> _PROBLEM REQUIREMENTS_
Below are some records. Retype exactly the lines from the one containing "Query: woman's right hand" through the one containing "Query: woman's face", both included, skipping every picture.

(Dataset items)
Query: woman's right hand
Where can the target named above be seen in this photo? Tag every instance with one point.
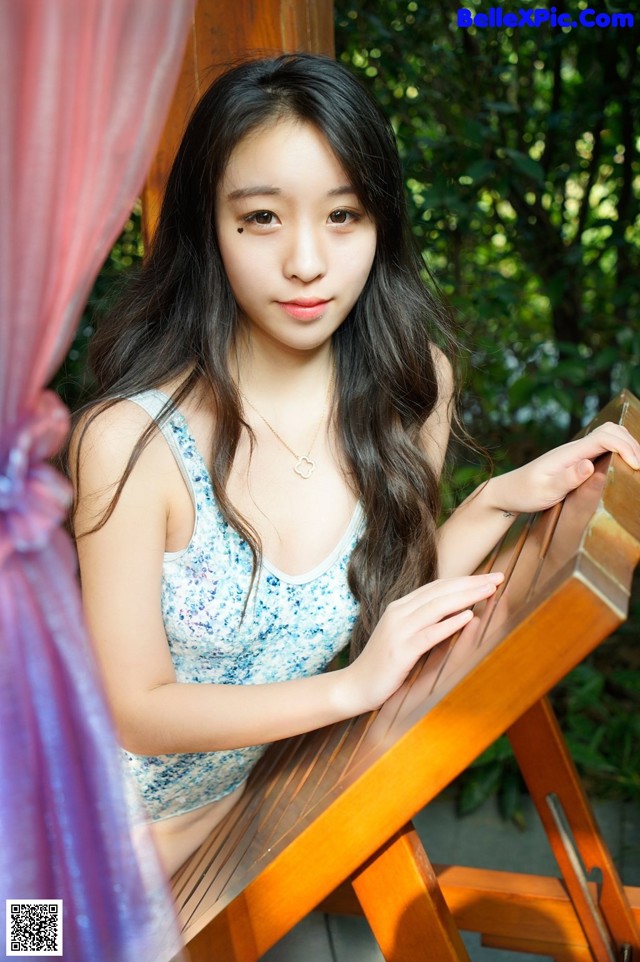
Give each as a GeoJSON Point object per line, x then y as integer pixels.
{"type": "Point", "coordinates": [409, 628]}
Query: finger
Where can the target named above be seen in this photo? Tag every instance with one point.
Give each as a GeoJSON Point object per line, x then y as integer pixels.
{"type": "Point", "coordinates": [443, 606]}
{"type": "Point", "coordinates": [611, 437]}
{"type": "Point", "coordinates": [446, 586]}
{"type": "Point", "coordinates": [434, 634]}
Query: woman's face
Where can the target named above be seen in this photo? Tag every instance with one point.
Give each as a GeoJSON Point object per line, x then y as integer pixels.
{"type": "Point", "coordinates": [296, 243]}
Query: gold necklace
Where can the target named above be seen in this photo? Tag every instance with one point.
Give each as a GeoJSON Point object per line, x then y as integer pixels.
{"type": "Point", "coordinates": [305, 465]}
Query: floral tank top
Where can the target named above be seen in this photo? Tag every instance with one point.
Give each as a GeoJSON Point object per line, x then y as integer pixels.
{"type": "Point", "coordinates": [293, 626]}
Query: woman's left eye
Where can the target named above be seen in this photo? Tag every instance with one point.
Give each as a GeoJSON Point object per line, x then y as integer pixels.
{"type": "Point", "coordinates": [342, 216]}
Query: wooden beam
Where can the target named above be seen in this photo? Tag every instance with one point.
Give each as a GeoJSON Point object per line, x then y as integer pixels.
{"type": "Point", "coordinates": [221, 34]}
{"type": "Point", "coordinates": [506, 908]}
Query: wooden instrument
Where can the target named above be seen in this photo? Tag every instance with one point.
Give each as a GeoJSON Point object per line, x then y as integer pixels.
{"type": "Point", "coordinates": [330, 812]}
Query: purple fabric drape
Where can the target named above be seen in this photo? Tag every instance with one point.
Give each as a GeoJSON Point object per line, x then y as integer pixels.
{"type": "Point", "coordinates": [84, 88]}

* * *

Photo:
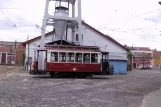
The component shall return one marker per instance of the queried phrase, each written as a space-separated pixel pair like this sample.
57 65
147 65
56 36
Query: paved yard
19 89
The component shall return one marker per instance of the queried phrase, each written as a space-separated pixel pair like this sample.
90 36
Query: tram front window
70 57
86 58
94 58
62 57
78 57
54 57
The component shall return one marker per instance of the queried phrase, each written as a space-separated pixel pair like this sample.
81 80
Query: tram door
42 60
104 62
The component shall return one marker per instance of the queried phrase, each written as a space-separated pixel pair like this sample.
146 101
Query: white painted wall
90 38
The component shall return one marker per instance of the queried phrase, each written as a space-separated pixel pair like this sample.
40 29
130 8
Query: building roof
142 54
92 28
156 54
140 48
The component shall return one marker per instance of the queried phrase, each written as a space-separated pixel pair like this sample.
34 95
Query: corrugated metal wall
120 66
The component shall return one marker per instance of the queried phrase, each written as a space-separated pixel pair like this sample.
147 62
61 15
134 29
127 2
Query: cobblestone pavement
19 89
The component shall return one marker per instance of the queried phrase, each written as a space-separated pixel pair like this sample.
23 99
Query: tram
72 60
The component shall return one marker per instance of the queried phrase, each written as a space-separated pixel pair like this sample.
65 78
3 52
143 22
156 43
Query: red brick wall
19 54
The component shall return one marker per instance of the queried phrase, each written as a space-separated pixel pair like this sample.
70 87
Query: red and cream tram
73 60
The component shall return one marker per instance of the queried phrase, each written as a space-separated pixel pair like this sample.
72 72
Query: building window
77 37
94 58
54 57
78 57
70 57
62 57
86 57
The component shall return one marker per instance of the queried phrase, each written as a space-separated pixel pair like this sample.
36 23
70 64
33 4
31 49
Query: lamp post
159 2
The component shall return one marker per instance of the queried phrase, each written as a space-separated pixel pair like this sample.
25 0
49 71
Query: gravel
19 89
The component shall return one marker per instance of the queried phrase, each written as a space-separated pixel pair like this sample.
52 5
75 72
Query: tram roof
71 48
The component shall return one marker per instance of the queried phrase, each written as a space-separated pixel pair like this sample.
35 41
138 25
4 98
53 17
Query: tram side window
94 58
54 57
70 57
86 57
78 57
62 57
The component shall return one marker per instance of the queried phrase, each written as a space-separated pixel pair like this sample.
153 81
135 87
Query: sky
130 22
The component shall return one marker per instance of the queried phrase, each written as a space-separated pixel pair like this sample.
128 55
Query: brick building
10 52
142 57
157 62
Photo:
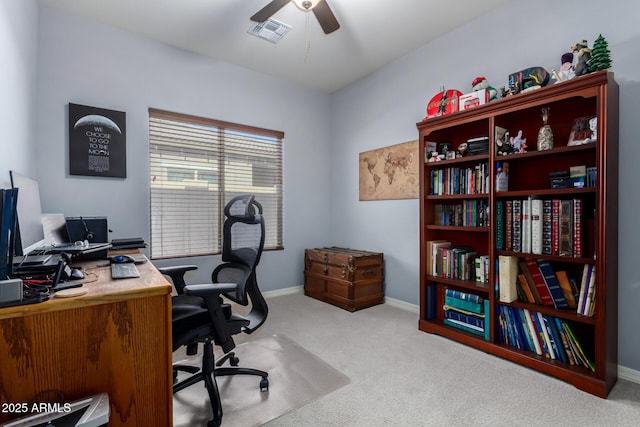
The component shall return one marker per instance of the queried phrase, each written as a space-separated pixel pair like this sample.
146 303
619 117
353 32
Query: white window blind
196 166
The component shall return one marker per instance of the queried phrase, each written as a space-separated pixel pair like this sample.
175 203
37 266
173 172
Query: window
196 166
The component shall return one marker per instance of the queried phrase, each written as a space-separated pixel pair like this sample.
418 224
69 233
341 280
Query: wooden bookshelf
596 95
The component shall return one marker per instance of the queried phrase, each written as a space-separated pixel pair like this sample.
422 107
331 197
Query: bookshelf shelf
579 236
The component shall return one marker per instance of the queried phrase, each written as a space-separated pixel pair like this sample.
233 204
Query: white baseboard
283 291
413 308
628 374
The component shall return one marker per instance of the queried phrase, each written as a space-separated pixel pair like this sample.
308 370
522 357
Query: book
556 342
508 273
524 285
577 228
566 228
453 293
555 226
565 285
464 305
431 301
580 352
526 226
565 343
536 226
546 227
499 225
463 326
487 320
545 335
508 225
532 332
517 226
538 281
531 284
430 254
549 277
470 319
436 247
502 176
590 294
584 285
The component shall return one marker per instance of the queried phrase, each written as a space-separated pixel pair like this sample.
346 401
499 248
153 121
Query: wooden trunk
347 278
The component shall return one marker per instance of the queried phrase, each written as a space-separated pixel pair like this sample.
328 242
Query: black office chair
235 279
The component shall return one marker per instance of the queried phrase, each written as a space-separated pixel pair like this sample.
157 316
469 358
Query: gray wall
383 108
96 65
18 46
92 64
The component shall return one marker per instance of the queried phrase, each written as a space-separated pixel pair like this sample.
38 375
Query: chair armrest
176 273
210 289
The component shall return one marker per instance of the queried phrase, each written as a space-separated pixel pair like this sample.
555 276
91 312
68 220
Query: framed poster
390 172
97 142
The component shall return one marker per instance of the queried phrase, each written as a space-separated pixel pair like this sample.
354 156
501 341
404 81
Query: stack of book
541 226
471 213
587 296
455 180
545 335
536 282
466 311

==

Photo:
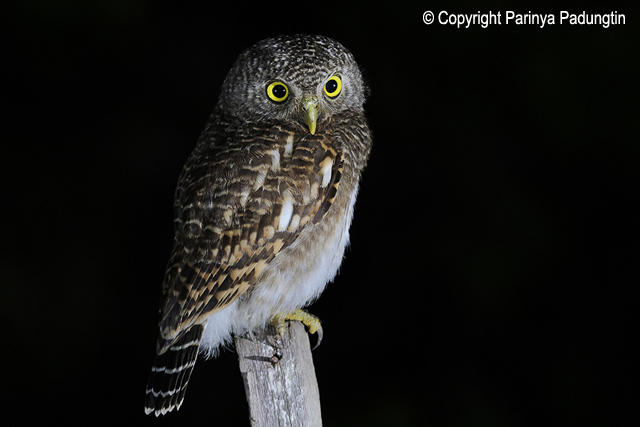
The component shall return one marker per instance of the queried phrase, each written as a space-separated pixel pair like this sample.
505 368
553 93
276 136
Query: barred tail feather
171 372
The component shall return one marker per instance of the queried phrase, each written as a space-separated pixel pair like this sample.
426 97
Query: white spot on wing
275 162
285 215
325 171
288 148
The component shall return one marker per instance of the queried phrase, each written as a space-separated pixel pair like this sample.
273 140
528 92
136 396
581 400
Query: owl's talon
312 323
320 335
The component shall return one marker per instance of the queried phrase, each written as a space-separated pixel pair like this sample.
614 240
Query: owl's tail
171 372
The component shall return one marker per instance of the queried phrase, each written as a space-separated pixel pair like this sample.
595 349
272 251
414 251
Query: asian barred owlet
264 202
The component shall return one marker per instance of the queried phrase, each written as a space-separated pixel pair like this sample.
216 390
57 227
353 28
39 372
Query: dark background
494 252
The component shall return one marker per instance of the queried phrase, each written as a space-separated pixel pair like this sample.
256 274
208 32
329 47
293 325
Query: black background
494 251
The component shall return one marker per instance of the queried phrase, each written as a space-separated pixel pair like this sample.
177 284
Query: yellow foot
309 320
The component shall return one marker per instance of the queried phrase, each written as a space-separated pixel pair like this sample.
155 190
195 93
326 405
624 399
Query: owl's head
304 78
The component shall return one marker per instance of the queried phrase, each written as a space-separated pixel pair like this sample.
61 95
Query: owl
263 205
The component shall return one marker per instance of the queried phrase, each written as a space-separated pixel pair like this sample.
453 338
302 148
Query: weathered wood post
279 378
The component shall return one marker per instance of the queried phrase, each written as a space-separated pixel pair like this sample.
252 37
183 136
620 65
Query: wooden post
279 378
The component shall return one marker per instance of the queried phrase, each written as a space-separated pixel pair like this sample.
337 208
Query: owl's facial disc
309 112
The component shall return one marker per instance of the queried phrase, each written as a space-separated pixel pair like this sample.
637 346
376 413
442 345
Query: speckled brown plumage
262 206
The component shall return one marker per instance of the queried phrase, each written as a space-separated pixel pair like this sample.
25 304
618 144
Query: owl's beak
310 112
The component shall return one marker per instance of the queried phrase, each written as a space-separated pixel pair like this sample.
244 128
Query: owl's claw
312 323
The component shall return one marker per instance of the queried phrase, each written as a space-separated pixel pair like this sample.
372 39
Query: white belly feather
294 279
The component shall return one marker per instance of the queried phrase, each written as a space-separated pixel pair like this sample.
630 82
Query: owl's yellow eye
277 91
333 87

> _REPLY_
Query: woman's right hand
Where can the target named above be seen in this photo? Tag every instance with one point.
Give each as a GeoJSON Point object per line, x then y as integer pixels.
{"type": "Point", "coordinates": [409, 628]}
Query: finger
Where can the target named above be seen in this photo? Tag every instance with one point.
Give each as a GeoJSON Point object per line, x then y as integer pixels.
{"type": "Point", "coordinates": [443, 606]}
{"type": "Point", "coordinates": [611, 437]}
{"type": "Point", "coordinates": [446, 586]}
{"type": "Point", "coordinates": [434, 634]}
Query: woman's face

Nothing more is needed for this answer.